- [Work to be completed]:
Quote verbatim the stretch from the start of the records through the line containing "Trace each instance", both ends included.
= = =
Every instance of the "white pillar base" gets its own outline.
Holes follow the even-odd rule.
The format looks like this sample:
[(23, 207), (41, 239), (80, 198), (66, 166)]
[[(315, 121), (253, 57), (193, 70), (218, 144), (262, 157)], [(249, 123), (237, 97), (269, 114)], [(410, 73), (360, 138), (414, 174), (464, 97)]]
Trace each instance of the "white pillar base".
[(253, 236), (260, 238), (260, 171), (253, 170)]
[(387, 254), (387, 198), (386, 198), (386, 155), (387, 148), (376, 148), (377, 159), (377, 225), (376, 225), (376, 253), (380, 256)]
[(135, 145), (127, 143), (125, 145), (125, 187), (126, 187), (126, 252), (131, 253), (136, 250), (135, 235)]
= = =
- [Response below]:
Every instance of the "white pillar base" gets its own outline.
Holes follow the even-odd rule.
The format looks like this sample:
[(23, 207), (41, 239), (80, 198), (66, 166)]
[[(315, 121), (253, 57), (193, 70), (218, 144), (262, 157)], [(249, 123), (237, 97), (269, 114)], [(410, 73), (360, 138), (414, 174), (464, 97)]]
Trace each instance of the "white pillar base".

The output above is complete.